(Set problem): Locate each line in the items below that contains the word "every", and copy all such lines.

(Listed entries):
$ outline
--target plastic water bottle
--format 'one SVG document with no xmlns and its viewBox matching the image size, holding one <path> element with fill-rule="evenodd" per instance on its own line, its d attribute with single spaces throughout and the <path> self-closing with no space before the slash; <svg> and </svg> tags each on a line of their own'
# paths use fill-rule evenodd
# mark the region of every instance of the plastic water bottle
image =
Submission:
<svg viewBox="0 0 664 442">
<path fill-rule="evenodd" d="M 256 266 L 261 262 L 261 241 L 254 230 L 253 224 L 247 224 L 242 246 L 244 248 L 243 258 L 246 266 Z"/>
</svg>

...

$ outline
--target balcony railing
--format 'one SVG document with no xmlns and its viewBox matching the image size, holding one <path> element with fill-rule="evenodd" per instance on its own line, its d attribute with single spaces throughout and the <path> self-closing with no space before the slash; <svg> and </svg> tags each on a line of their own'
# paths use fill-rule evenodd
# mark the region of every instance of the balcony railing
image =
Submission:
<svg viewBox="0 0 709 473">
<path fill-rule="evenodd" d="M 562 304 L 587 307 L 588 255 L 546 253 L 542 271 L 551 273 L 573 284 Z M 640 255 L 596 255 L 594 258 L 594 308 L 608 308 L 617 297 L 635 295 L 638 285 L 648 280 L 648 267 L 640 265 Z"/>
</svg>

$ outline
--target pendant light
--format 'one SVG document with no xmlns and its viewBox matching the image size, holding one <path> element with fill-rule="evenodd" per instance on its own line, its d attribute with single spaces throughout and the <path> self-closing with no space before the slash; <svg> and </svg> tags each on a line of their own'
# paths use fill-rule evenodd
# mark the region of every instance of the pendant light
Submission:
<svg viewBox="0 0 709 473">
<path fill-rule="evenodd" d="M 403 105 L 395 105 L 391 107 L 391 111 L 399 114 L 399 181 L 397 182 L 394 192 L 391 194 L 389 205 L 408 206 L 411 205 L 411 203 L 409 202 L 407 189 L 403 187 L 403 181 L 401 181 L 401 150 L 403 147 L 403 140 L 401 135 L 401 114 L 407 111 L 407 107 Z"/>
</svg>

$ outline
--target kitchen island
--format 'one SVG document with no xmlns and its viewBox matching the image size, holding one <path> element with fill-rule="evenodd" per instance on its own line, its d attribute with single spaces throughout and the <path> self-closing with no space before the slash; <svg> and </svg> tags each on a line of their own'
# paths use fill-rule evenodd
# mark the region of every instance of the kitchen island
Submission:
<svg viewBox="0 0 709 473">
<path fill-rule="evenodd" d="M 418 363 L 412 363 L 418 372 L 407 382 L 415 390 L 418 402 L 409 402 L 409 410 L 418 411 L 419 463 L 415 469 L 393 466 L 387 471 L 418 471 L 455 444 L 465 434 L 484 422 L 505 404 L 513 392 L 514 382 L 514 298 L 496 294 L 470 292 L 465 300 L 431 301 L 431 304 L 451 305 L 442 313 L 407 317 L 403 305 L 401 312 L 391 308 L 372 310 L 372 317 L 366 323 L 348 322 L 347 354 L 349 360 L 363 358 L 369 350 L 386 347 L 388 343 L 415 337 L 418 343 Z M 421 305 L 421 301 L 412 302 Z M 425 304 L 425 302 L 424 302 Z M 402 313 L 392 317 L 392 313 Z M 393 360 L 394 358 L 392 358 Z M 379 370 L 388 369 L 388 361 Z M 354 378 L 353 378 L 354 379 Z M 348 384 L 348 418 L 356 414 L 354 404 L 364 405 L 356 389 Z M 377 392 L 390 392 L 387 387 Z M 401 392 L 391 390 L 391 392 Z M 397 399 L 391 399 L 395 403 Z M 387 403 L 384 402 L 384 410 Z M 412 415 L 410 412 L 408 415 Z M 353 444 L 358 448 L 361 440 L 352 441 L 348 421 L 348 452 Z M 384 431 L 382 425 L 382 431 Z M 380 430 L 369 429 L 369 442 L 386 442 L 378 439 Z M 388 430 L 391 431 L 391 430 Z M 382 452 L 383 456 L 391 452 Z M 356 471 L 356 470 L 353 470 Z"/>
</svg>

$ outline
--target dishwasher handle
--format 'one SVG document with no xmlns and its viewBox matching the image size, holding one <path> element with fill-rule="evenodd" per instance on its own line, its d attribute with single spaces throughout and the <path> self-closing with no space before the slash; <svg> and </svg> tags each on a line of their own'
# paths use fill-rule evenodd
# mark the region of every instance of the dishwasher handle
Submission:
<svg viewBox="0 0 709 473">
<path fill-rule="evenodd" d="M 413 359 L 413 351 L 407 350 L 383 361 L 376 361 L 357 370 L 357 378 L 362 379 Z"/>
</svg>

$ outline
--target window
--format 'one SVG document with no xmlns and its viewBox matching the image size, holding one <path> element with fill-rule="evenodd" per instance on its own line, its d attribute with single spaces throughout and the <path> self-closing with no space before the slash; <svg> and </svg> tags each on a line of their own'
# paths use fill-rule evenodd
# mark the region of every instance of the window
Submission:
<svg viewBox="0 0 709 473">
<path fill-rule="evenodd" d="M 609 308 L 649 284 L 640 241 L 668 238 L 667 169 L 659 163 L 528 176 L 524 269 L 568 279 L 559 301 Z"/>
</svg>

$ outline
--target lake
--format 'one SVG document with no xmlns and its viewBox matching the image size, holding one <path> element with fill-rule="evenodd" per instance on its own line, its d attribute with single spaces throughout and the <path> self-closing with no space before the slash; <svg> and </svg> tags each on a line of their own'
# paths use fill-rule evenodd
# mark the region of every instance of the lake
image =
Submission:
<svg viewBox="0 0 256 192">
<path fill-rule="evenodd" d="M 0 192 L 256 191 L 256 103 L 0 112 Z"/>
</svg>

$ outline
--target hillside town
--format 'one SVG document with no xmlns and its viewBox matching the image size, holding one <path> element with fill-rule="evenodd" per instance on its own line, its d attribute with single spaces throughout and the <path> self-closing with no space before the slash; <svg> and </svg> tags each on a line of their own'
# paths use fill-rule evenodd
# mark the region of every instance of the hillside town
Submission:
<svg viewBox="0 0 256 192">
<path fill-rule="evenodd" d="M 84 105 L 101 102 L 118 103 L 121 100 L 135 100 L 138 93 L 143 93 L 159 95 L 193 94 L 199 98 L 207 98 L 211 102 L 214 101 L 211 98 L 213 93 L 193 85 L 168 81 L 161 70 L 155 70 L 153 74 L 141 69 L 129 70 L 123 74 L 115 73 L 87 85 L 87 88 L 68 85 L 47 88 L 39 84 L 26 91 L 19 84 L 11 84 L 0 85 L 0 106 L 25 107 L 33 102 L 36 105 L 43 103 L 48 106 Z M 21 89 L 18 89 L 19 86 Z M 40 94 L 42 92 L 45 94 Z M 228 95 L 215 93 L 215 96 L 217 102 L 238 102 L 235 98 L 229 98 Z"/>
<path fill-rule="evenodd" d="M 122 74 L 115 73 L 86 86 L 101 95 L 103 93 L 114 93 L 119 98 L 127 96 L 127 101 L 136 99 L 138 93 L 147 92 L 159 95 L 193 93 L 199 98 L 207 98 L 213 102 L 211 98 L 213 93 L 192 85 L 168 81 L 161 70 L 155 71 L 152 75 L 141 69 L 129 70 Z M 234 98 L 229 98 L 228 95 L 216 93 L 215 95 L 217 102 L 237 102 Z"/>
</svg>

(Final result):
# mark the region of every instance of the plastic water bottle
# mark the region of every instance of the balcony railing
# mark the region of every instance of the pendant light
# mark the region of every instance of the kitchen island
# mark the region of every instance of the dishwasher handle
# mark the region of every instance of the window
# mark the region of every instance of the lake
# mark the region of every instance of the hillside town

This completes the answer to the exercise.